▸ The task:
Which lines run from the one containing "Phrase: white sportfishing boat" to the end of the entries below? Reproduce them exactly, both ends included.

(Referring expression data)
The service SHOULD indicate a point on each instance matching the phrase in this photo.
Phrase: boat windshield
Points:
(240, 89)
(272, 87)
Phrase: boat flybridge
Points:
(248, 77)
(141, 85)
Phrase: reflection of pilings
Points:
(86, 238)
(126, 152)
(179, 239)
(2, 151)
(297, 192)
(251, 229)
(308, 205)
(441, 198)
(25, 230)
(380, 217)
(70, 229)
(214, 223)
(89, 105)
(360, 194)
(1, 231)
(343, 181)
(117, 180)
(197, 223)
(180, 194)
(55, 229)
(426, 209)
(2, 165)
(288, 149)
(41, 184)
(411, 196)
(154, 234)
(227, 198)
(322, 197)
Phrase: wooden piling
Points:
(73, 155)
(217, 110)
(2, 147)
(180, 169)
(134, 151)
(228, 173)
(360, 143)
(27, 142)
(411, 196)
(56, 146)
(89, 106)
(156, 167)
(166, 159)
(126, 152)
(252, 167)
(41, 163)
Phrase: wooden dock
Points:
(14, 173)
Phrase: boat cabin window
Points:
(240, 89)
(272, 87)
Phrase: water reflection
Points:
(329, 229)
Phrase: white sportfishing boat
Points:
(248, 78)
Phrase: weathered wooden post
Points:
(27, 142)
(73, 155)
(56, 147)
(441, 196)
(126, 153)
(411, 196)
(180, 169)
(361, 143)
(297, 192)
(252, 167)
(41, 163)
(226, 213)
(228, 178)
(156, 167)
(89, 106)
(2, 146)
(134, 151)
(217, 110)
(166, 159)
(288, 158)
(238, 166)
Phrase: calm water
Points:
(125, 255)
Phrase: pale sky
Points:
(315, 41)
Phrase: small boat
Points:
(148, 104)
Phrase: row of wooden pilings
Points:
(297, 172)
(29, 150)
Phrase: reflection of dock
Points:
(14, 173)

▸ Finished exercise:
Phrase: white sportfishing boat
Points:
(248, 78)
Phrase: weathered wooden post
Points:
(27, 142)
(73, 155)
(56, 147)
(441, 196)
(126, 153)
(411, 196)
(180, 169)
(361, 143)
(297, 192)
(252, 167)
(41, 163)
(226, 213)
(228, 178)
(156, 167)
(89, 106)
(2, 146)
(134, 151)
(217, 110)
(166, 159)
(288, 158)
(238, 166)
Phrase: calm water
Points:
(125, 255)
Phrase: pale sky
Points:
(315, 41)
Phrase: small boat
Points:
(148, 104)
Phrase: row of wooden pilings
Points:
(297, 172)
(29, 150)
Phrase: reflection of dock
Points:
(14, 173)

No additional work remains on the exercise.